Margaret Mead: uma antropóloga à frente do seu tempo e fundamental para os estudos de gênero atuais.

Por Vitor Paiva

A importância do trabalho da antropóloga estadunidense Margaret Mead hoje se revela determinante sobre os mais importantes debates atuais, bem como as próprias bases de pensamento sobre temas como gênero, cultura, sexualidade, desigualdade e preconceito. Nascida em 1901 e tendo ingressado no Departamento de Antropologia da Universidade de Columbia e lecionado em diversas universidades dos EUA, Mead se tornou a mais importante antropóloga de seu país e uma das mais importantes do século XX por diversas contribuições, mas principalmente ao demonstrar que as diferenças de comportamento e trajetória entre homens e mulheres, bem como entre diferentes gêneros em diferentes povos, se dava não por elementos biológicos ou inatos, mas sim pela influência e o aprendizado sociocultural.

LINHAS
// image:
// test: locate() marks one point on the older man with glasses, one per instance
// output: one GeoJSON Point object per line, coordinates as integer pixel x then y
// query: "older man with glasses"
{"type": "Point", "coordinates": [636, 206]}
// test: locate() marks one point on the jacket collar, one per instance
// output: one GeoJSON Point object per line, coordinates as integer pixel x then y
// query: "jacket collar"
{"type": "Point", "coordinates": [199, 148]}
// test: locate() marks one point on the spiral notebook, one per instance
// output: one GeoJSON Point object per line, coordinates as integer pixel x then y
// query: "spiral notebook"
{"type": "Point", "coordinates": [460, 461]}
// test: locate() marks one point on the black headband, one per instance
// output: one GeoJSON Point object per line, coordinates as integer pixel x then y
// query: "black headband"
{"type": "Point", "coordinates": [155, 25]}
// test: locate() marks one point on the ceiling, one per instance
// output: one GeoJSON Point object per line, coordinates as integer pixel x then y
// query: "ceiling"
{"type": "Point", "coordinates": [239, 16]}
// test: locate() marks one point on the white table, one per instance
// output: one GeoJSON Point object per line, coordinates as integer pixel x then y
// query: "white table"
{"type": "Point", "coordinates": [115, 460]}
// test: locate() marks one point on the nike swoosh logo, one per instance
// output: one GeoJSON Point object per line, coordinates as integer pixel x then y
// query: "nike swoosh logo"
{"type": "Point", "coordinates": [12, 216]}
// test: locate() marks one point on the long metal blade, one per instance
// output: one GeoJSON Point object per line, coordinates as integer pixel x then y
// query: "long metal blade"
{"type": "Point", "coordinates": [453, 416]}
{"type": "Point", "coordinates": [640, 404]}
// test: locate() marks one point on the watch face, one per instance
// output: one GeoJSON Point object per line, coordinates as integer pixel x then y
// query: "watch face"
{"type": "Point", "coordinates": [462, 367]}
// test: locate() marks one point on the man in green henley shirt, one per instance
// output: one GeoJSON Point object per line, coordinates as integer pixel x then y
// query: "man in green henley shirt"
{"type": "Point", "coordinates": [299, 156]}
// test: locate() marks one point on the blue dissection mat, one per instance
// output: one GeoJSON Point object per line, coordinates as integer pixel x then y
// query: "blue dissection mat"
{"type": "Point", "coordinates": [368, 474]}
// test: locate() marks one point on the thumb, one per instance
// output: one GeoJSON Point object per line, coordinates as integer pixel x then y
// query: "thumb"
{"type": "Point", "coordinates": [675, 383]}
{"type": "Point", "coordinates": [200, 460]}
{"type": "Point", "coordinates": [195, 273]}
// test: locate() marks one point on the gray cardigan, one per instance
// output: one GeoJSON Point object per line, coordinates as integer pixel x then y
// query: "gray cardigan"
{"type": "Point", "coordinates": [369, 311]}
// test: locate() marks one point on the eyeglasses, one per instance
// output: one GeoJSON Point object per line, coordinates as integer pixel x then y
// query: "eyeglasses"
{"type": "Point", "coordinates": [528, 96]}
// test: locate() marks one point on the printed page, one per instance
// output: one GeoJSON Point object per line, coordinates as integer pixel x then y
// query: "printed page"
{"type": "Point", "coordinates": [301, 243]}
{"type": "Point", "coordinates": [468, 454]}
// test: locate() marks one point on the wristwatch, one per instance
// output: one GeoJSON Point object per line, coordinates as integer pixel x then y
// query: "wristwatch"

INSTRUÇÕES DE TRABALHO
(a) Reescreva em forma de lista o parágrafo do texto sobre Margaret Mead que começa com "A importância do trabalho", conservando os fatos principais.
(b) Prossiga com o texto sobre Margaret Mead, começando logo depois da última frase apresentada.
A listagem é um material à parte, independente do texto sobre Margaret Mead.

PROBLEMAS RESOLVIDOS
(a)
- O trabalho de Margaret Mead é determinante para os debates atuais e para as bases do pensamento sobre gênero, cultura, sexualidade, desigualdade e preconceito.
- Mead nasceu em 1901.
- Ingressou no Departamento de Antropologia da Universidade de Columbia e lecionou em diversas universidades dos EUA.
- Tornou-se a mais importante antropóloga de seu país e uma das mais importantes do século XX.
- Sua principal contribuição foi demonstrar que as diferenças de comportamento e trajetória entre homens e mulheres, e entre diferentes gêneros em diferentes povos, não vêm de elementos biológicos ou inatos. Elas vêm da influência e do aprendizado socioculturais.

(b)
Não é por acaso, portanto, que o trabalho de Mead é considerado uma das pedras fundamentais para o movimento feminista e de libertação sexual modernos. Após realizar estudo sobre as diferenças entre os dilemas e comportamentos de adolescentes de Samoa em meados dos anos 1920, especialmente comparados aos jovens dos EUA de então – publicado em 1928, o livro Adolescência, Sexo e Cultura em Samoa, já mostrava a influência sociocultural como elemento determinante do comportamento de tal grupo –, foi com a pesquisa realizada entre homens e mulheres de três diferentes tribos de Papua-Nova Guiné que a antropóloga realizaria um de seus mais influentes trabalhos.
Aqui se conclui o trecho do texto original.